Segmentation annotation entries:
· · ·
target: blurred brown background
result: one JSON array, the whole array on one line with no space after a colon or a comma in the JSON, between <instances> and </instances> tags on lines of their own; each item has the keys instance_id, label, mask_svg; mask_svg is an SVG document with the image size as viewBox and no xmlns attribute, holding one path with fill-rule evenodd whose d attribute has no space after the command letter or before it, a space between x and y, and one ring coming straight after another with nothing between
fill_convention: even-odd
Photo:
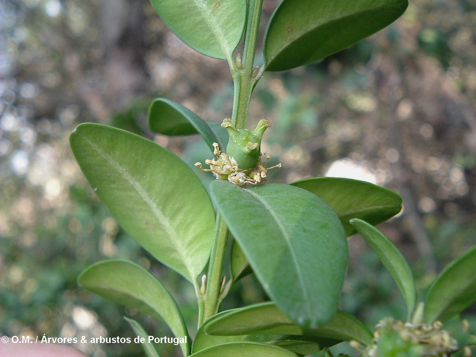
<instances>
[{"instance_id":1,"label":"blurred brown background","mask_svg":"<svg viewBox=\"0 0 476 357\"><path fill-rule=\"evenodd\" d=\"M278 2L265 1L262 35ZM164 96L208 120L229 117L227 63L188 48L145 0L1 0L0 28L0 333L131 336L125 314L151 334L169 333L161 323L77 287L82 269L109 258L150 268L193 331L191 286L109 217L68 138L80 122L108 124L155 140L188 162L203 161L207 149L198 138L152 135L147 110ZM263 118L273 126L263 150L283 165L270 172L272 180L350 175L403 197L403 213L379 228L410 262L420 292L476 243L473 0L413 0L396 23L351 48L265 74L250 125ZM402 317L403 299L389 275L359 237L349 243L342 308L369 326ZM225 306L266 298L248 277ZM470 319L475 312L468 311ZM95 357L142 355L134 344L78 347ZM163 356L179 355L159 347Z\"/></svg>"}]
</instances>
· · ·
Exercise description:
Return every line of the entries above as a JSON list of strings, one string per line, skipping blank lines and leaving out the pictures.

Right answer:
[
  "target: blurred brown background",
  "result: one JSON array, the whole array on one line with no space after a colon or a comma in the JSON, between <instances> and </instances> tags on lines of their own; each item has the keys instance_id, label, mask_svg; mask_svg is an SVG document with the image size as viewBox and no xmlns attribute, holding one path with fill-rule evenodd whose d attribute has no space after the command letter or before it, a space between x and y, and one ring coming straight after another with nothing between",
  "fill_convention: even-odd",
  "Photo:",
  "<instances>",
  "[{\"instance_id\":1,\"label\":\"blurred brown background\",\"mask_svg\":\"<svg viewBox=\\\"0 0 476 357\\\"><path fill-rule=\\\"evenodd\\\" d=\\\"M278 2L265 1L262 35ZM164 96L208 120L229 117L227 63L188 48L145 0L1 0L0 28L0 333L131 336L125 314L151 334L169 333L161 323L77 287L82 269L109 258L150 268L193 331L191 286L109 217L68 138L80 122L108 124L155 140L188 162L203 161L207 149L198 138L152 135L147 110ZM263 118L273 126L263 150L283 165L270 172L272 180L350 175L403 197L403 213L379 228L410 262L420 292L476 243L473 0L413 0L396 23L351 48L265 74L250 125ZM402 317L403 299L389 275L359 237L349 243L342 308L369 326ZM225 306L266 298L248 277ZM470 319L475 312L468 311ZM95 357L142 355L134 344L78 347ZM163 356L179 355L159 347Z\\\"/></svg>\"}]",
  "</instances>"
]